§ **REQUEST**
Please summarize the court judgment excerpt below in two sentences.

§ **TEXT SHOWN**
******

Smt Tanusree Mandal (Hembrom) vs Sree Sujay Hembrom and Ors – 02/04/2022

In this case there is nothing on record to establish that how the Ld. Court below could act as a mediator, how the Ld. Court below is a qualified mediator as per the rules of the High Court as detailed above, when the parties to the case appointed the Ld. Court below to act as a mediator, what prevented the Ld. Court below from adhering to S-14 of the Act. The joint compromise petition does not have sanction of law and is against public policy. As the said agreement forms part of the assailed order, and the said agreement not being in consonance with the established principles of law and also being against public policy, the assailed order merits no consideration and deserves to be set aside on account of the aforementioned reasons under facts and circumstances of the case to meet the best interest of justice.

Smt.Tanusree Mandal(Hembrom) vs Sree Sujay Hembrom, and ors

In the court of the Additional Sessions Judge, 4th Court, Howrah District Howrah.

Present: Shri D.V. Srinivas. ADJ 4th Court, Howrah

Criminal Appeal No.10/2021

1.  Smt.Tanusree Mandal(Hembrom)
W/O.Sree Sujay Hembrom,
of 26/4/2 PK Roy Choudhury Lane,
At/PO:Botanical Garden,
PS:AJC Bose, District:Howrah,       

                           – – – Appellant /Complainant,

Versus

1.Sree Sujay Hembrom,
S/O.Baburam Hembrom,
of Baichi Gram Ranga Dighir Par,
At/PO:Baichi Gram, PS:Pandua, District: Hooghly,

2.The State of West Bengal

                   – – – Respondents

Advocate for the Appellant:  Shri. Tanmoy Bhattacharya,
Advocate for the Respondent No.1: Smt.Swapna Mukherjee & others.

******

§ **INFORMATION SHOWN**
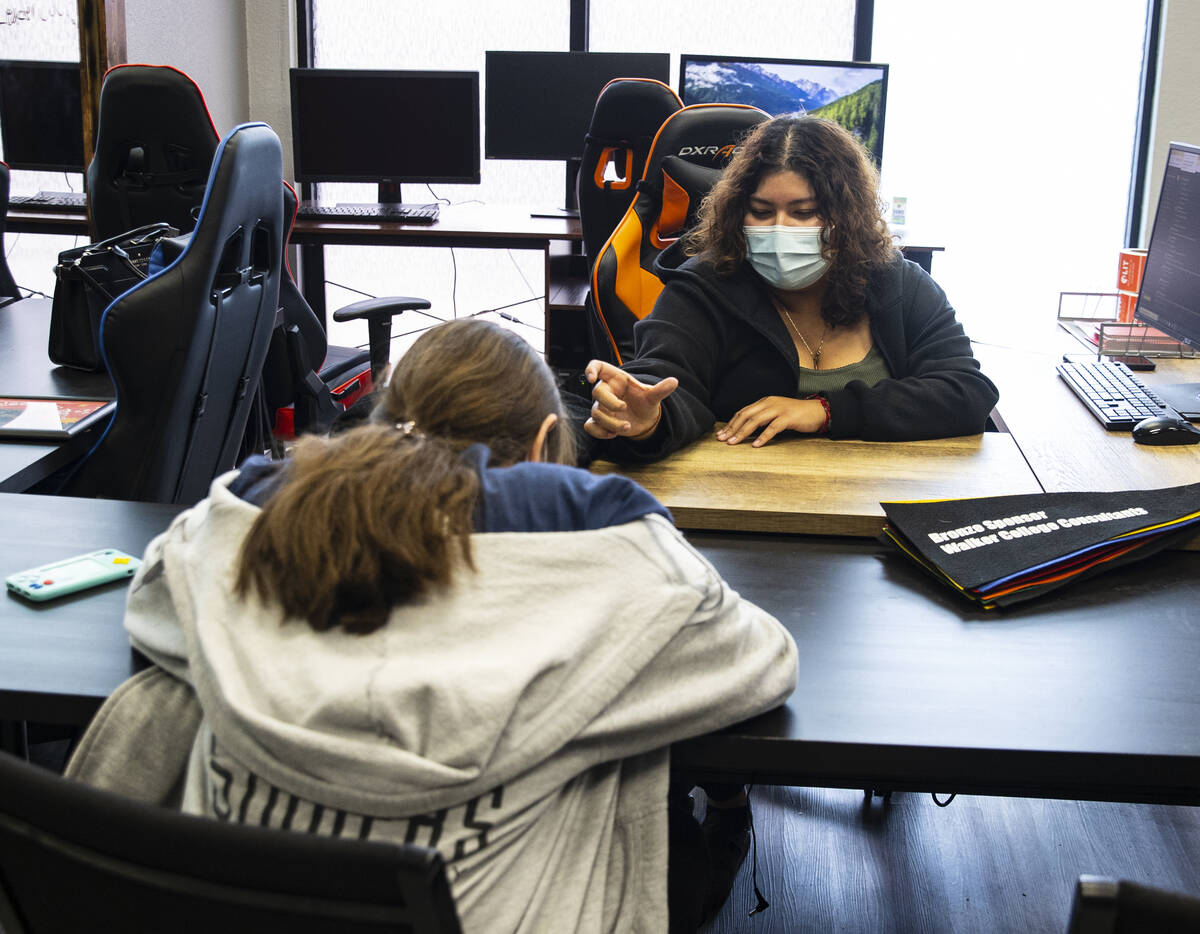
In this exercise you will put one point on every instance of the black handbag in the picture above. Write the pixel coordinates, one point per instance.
(87, 279)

******

§ **OUTPUT BELOW**
In Criminal Appeal No. 10/2021 before the Additional Sessions Judge, 4th Court, Howrah, Tanusree Mandal (Hembrom) is the appellant, and Sujay Hembrom and the State of West Bengal are the respondents. The court finds nothing on record showing how the lower court could act as a mediator, holds that the joint compromise petition lacks the sanction of law and is against public policy, and concludes that the assailed order deserves to be set aside.